_PROMPT_: Keep the images out while you retype all of the data exactly.

_EXTRACTED DATA_:
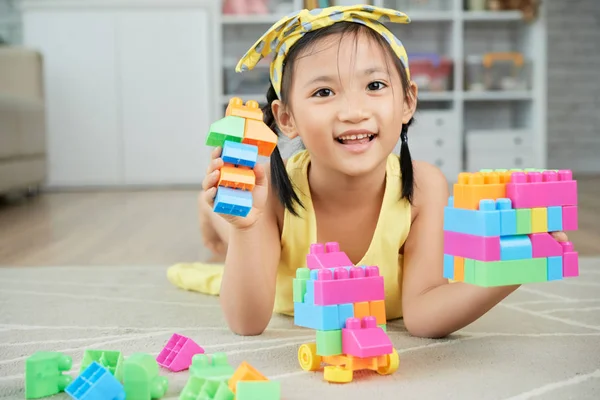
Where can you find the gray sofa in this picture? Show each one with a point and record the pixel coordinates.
(23, 166)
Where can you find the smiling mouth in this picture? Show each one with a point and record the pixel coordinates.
(356, 139)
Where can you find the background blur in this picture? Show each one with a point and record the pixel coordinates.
(104, 106)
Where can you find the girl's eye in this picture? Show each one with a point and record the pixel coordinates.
(323, 93)
(376, 85)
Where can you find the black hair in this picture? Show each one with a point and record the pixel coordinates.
(279, 177)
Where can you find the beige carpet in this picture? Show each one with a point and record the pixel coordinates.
(543, 342)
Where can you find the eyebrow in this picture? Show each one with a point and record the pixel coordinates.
(330, 78)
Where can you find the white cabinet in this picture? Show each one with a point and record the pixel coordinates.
(129, 87)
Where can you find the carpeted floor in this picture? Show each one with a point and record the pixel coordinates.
(543, 342)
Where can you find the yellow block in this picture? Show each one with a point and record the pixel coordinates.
(539, 220)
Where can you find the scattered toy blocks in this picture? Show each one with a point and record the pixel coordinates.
(497, 227)
(178, 353)
(44, 374)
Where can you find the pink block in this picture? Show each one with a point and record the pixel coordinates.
(546, 189)
(366, 339)
(570, 260)
(481, 248)
(544, 245)
(570, 222)
(342, 287)
(328, 256)
(178, 352)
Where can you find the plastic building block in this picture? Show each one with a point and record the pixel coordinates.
(198, 388)
(555, 268)
(258, 390)
(363, 338)
(111, 360)
(555, 219)
(237, 177)
(544, 245)
(239, 154)
(570, 218)
(96, 383)
(245, 372)
(327, 256)
(258, 134)
(248, 111)
(570, 260)
(515, 247)
(215, 368)
(484, 248)
(230, 129)
(44, 374)
(542, 189)
(178, 353)
(329, 343)
(348, 286)
(233, 202)
(539, 220)
(141, 379)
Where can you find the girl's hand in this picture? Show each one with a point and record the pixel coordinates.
(259, 194)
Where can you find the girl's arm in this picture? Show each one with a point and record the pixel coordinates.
(248, 288)
(433, 307)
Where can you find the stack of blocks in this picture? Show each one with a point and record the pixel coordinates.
(243, 136)
(497, 227)
(345, 304)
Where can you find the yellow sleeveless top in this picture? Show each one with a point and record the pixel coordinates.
(389, 236)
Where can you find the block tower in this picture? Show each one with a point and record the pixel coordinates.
(345, 304)
(497, 227)
(243, 136)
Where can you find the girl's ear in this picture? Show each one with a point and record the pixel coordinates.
(410, 105)
(284, 119)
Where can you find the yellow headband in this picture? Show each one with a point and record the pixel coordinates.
(287, 31)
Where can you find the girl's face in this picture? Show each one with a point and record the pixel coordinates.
(346, 103)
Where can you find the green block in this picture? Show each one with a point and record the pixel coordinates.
(523, 221)
(111, 360)
(44, 374)
(329, 343)
(258, 390)
(229, 128)
(217, 368)
(141, 379)
(512, 272)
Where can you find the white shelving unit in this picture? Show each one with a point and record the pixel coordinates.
(456, 129)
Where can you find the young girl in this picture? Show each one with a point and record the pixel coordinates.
(340, 82)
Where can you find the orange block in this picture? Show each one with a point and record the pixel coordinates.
(361, 309)
(474, 187)
(377, 310)
(237, 177)
(258, 134)
(459, 269)
(237, 108)
(245, 372)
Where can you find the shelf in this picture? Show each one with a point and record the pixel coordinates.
(497, 96)
(490, 16)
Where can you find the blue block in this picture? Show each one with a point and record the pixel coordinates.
(482, 222)
(96, 383)
(233, 201)
(239, 154)
(448, 266)
(517, 247)
(321, 318)
(555, 268)
(508, 217)
(554, 219)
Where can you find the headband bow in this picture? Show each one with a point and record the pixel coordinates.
(287, 31)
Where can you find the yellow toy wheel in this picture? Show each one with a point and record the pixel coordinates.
(308, 358)
(337, 374)
(393, 362)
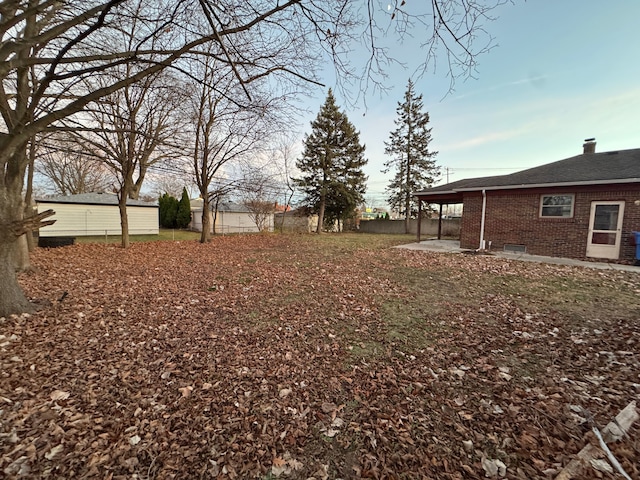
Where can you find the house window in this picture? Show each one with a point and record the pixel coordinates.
(558, 206)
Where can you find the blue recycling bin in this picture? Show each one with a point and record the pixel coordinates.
(636, 237)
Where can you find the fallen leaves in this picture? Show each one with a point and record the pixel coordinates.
(312, 360)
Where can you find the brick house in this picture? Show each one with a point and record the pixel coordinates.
(585, 206)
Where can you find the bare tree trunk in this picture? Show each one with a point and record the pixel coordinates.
(12, 299)
(205, 236)
(321, 213)
(215, 215)
(28, 196)
(124, 219)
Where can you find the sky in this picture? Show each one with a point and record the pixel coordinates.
(561, 71)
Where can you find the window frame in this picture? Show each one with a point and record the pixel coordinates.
(542, 205)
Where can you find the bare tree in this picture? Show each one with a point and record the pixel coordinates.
(133, 131)
(69, 170)
(224, 132)
(49, 49)
(259, 192)
(284, 160)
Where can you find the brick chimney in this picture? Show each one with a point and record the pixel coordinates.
(589, 145)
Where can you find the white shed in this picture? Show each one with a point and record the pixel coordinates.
(92, 214)
(231, 218)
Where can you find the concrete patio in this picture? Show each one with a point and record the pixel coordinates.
(453, 246)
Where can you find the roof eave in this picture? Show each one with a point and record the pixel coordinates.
(552, 185)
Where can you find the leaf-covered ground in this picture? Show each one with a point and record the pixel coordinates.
(313, 357)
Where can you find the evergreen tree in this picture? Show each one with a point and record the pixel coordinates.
(168, 210)
(332, 161)
(183, 214)
(414, 165)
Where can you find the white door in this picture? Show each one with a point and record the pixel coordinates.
(605, 229)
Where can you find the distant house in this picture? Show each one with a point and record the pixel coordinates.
(90, 214)
(231, 217)
(299, 220)
(585, 206)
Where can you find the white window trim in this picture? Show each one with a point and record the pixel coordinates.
(573, 203)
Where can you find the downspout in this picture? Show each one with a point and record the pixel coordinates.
(484, 211)
(419, 226)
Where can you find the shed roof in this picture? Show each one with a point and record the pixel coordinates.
(93, 199)
(586, 169)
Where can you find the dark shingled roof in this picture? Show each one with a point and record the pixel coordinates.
(93, 199)
(584, 169)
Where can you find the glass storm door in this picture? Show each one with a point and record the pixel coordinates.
(605, 229)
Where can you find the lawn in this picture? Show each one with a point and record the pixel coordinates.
(303, 356)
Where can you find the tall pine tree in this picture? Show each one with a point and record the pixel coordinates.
(183, 214)
(414, 165)
(331, 165)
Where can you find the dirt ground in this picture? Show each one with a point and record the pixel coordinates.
(305, 357)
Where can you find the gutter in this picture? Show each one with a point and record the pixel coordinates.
(484, 212)
(547, 185)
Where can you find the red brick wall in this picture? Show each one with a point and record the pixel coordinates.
(513, 218)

_ANSWER SECTION_:
Where can you find the gray sofa in this picture? Show each one with a point and record the pixel coordinates.
(23, 166)
Where can you find the smiling mouth in this picture? Show each one with a point and record the pixel coordinates.
(356, 139)
Where can you find the background blur in this picture? Show each one with a point and record the pixel coordinates.
(104, 106)
Where can you find the girl's eye in this picture? Show each one with a point and record the pixel coordinates.
(323, 93)
(376, 85)
Where can you find the black hair in this picture? Show each one with a point and record the pixel coordinates.
(279, 177)
Where can you find the beige carpet in this picture? Show each one with a point and record the pixel coordinates.
(543, 342)
Where can you find the eyebrow in this picture? Show each one with a point and record the pixel coordinates.
(330, 78)
Where can you find the white cabinet in this picture? Show each one with a point and record the pixel coordinates.
(129, 87)
Where can you find the carpeted floor in this picture? Show each one with a point and record the pixel coordinates.
(543, 342)
Where can you find the yellow block in this picture? Show each one with a point and record the pixel coordinates.
(539, 220)
Where can you find the scattered toy blocks in this picture? Show each one with a point and record the pixel coordinates.
(497, 227)
(178, 353)
(44, 374)
Where can you find the pink block in this picture? Show each one with a point and record the pixel coordinates.
(546, 189)
(366, 339)
(570, 260)
(481, 248)
(544, 245)
(570, 222)
(342, 287)
(328, 256)
(178, 352)
Where can you find the plastic building block in this picture? Show each one with a point and record the pixel coordinates.
(198, 388)
(555, 268)
(258, 390)
(363, 338)
(111, 360)
(555, 219)
(237, 177)
(544, 245)
(239, 154)
(570, 218)
(96, 383)
(245, 372)
(327, 256)
(258, 134)
(248, 111)
(570, 260)
(515, 247)
(215, 368)
(484, 248)
(230, 129)
(44, 374)
(542, 189)
(178, 353)
(329, 343)
(348, 286)
(233, 202)
(539, 220)
(141, 379)
Where can you find the girl's hand in this picture? Show each one with a point and record the pixel coordinates.
(259, 194)
Where can you find the girl's arm in this picture? Show each one with a point and record the pixel coordinates.
(248, 288)
(433, 307)
Where can you find the stack of blocks in this picture? Show each one with a point and record the pixel coordinates.
(243, 136)
(497, 227)
(345, 304)
Where can you find the yellow sleeveless top in this picture? Show each one with a point and record the pixel coordinates.
(389, 236)
Where can you find the block tower in this picture? Show each one with a point and record the pixel coordinates.
(345, 304)
(497, 227)
(243, 136)
Where can you find the girl's ear in this picture? Show each one with a point and record the pixel coordinates.
(410, 105)
(284, 119)
Where can you find the yellow headband in this picture? Show each one with a point and record the pixel coordinates.
(287, 31)
Where can you find the girl's face in this picture? Show each one with a point and record the pixel coordinates.
(346, 103)
Where can you find the green block in this picture? Show each one with a point and record the pixel coordinates.
(523, 221)
(111, 360)
(44, 374)
(329, 343)
(258, 390)
(229, 128)
(217, 368)
(141, 379)
(512, 272)
Where can you find the white shelving unit in this picture? Show each one with a point and record the pixel coordinates.
(456, 129)
Where can you find the young girl in this picture? Show each one with a point and record the pixel coordinates.
(340, 82)
Where can you find the orange block in this picture? Show each one with a point and record the pixel coordinates.
(361, 309)
(474, 187)
(377, 310)
(237, 177)
(258, 134)
(459, 269)
(237, 108)
(245, 372)
Where can you find the shelf in this picture? Show each one with a point and record the pixel coordinates.
(497, 96)
(490, 16)
Where can you find the blue block in this picture? Show each one with a point and record the pixel coordinates.
(482, 222)
(96, 383)
(233, 201)
(239, 154)
(448, 266)
(517, 247)
(321, 318)
(555, 268)
(508, 217)
(554, 219)
Where can you find the headband bow in this picture? Show each one with a point and record the pixel coordinates.
(287, 31)
Where can you find the yellow toy wheel in this picture? Show each one with a point and record the pixel coordinates.
(308, 358)
(337, 374)
(393, 362)
Where can you find the house window in this picture? Show each one with a point and record the pixel coordinates.
(558, 206)
Where can you find the blue recycling bin in this picture? Show each one with a point and record the pixel coordinates.
(636, 237)
Where can you find the fallen leaves in this picture? Show each one with a point and record the pixel coordinates.
(312, 360)
Where can you find the brick house in this picture? Show each one with a point and record the pixel coordinates.
(585, 206)
Where can you find the bare tree trunk in this picture? Show each one with a point and record the pixel coordinates.
(12, 299)
(205, 236)
(321, 213)
(215, 215)
(28, 196)
(124, 219)
Where can you find the sky in this picture? Show each one with a point and record the pixel coordinates.
(561, 71)
Where can you find the window frame in this picture? Show each one with a point and record the pixel coordinates.
(542, 205)
Where can you find the bare tree in this picture? Show each one with a point and record the pixel coordinates.
(133, 131)
(69, 170)
(224, 132)
(49, 49)
(259, 192)
(284, 160)
Where can you find the brick chimney in this picture? Show each one with a point and record the pixel coordinates.
(589, 145)
Where can you find the white shed in this picture? Show each one with a point and record the pixel coordinates.
(92, 214)
(231, 218)
Where can you find the concrete patio in this picture? Show each one with a point and record the pixel coordinates.
(453, 246)
Where can you find the roof eave in this picture? Show each one with a point and record the pixel coordinates.
(552, 185)
Where can you find the leaf-covered ground in this picture? Show each one with a point and record the pixel coordinates.
(313, 357)
Where can you find the evergreen tree in this picture? Show each one with a point and record the pixel coordinates.
(168, 210)
(332, 161)
(183, 214)
(414, 165)
Where can you find the white door in this picture? Show each one with a point and record the pixel coordinates.
(605, 229)
Where can you find the distant house in this picture? Show each one with a point and record the pixel coordinates.
(90, 214)
(231, 217)
(299, 220)
(585, 206)
Where can you find the white window trim in this picture? Show each one with a point and record the pixel coordinates.
(573, 203)
Where can you find the downspout in this picture? Show each one with a point and record the pixel coordinates.
(484, 211)
(419, 226)
Where can you find the shed roof in this picture? Show each one with a point and record the pixel coordinates.
(93, 199)
(586, 169)
Where can you find the dark shingled roof in this picture? Show each one with a point and record the pixel coordinates.
(93, 199)
(584, 169)
Where can you find the glass storm door in this picture? Show each one with a point and record the pixel coordinates.
(605, 229)
Where can you find the lawn in this picture? Show each one with a point and record the pixel coordinates.
(303, 356)
Where can you find the tall pine tree in this picture? Show each one with a point and record the pixel coordinates.
(183, 214)
(414, 165)
(331, 165)
Where can you find the dirt ground in this picture? Show each one with a point and record the pixel coordinates.
(305, 357)
Where can you find the gutter in this picture? Show each one with a point and record the pixel coordinates.
(484, 212)
(547, 185)
Where can you find the red brick wall in this picture? Show each one with a point and record the pixel coordinates.
(513, 218)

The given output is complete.